### Passage given:
And we are waiting, of course, for the Royal Canadian Mounted Police to brief us on what has happened here so far, and we'll get more details then. But the police thought they had learned a lot from Seattle and from that World Bank meeting in Washington. They thought they could keep the protesters at a safer distance. And again, we should make clear, relatively modest number of protesters on hand here today. Larger events planned throughout the weekend.

WOODRUFF: All right. John King, feeling some effects from the tear gas, and his colleague Kelly Wallace, also White House correspondent for CNN.

Kelly, I understand you're closer to the tear gas, closer to the police lines.

Kelly is on a beeper phone. And Kelly, obviously, if -- if you are not able to talk...

WALLACE: Atlanta?

WOODRUFF: We more than understand.

I was -- John King, just as you were speaking there toward the end, I was told by our producer that Kelly had -- I guess come under considerable tear gas and was having a tough time with it. We are going to give her time to -- Kelly, are there now?

WALLACE: I am, Judy. I am here now. I have a gas mask on, but there was just a number of shots all at once, and sort of feeling the effects right here.

Where I am, to give you a point of reference, I'm sort of directly on the opposite side of the perimeter. I'm told -- I think it's the Western perimeter, from where John King has just been reporting to you from.

And here there are, you know, dozens of police sort of standing in a line, a standoff developing, obviously, with the protesters. Slowly, the police have sort of been moving forward, and moving their line closer and closer -- away from the fence and to where the protesters are gathering.

### Written problem A:
Please reproduce the part of the records that opens with the line containing "the rock with" and closes with the line containing "pixel 205 380", both of those lines included.

### Provided material:

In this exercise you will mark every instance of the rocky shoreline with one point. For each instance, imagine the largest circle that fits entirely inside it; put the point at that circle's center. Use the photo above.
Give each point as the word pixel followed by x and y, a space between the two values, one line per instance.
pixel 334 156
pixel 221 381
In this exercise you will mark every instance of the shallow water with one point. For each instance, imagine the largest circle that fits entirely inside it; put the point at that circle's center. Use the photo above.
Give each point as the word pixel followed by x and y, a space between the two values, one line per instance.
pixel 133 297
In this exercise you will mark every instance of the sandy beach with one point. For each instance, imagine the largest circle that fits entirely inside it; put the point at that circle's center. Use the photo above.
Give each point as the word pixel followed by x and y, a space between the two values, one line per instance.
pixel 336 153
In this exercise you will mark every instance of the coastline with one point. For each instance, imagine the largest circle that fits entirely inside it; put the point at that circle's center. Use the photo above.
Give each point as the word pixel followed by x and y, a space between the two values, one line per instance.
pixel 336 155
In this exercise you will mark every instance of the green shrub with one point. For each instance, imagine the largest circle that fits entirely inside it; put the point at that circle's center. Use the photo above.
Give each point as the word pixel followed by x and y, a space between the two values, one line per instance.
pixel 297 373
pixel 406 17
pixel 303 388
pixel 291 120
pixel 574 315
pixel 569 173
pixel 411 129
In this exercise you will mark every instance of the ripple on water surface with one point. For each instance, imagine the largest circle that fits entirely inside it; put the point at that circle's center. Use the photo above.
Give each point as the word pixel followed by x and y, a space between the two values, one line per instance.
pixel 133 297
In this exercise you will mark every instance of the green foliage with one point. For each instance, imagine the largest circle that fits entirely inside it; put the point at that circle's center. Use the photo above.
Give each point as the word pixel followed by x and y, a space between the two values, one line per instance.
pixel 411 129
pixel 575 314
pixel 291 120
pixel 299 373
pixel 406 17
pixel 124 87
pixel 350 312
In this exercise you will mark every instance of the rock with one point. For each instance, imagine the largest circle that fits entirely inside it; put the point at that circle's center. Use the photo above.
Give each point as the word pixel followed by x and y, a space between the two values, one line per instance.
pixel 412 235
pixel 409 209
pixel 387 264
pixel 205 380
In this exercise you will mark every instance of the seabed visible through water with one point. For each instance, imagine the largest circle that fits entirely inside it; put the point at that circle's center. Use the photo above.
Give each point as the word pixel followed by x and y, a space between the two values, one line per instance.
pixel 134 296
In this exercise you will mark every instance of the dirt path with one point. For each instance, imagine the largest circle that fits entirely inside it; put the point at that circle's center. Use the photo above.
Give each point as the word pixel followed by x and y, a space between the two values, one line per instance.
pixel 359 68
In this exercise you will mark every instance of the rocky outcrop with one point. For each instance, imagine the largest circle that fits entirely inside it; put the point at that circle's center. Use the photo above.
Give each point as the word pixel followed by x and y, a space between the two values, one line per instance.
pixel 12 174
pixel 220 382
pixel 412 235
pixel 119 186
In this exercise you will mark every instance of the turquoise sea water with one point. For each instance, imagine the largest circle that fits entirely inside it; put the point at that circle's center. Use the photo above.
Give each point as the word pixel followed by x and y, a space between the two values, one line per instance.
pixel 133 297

### Written problem B:
In the protest transcript, which police force is expected to brief the reporters on what has happened?

### Correct answer A:
In this exercise you will mark every instance of the rock with one point. For each instance, imagine the largest circle that fits entirely inside it; put the point at that circle's center. Use the photo above.
Give each point as the word pixel followed by x and y, a space between the two values, one line per instance.
pixel 412 235
pixel 409 209
pixel 387 264
pixel 205 380

### Correct answer B:
The Royal Canadian Mounted Police.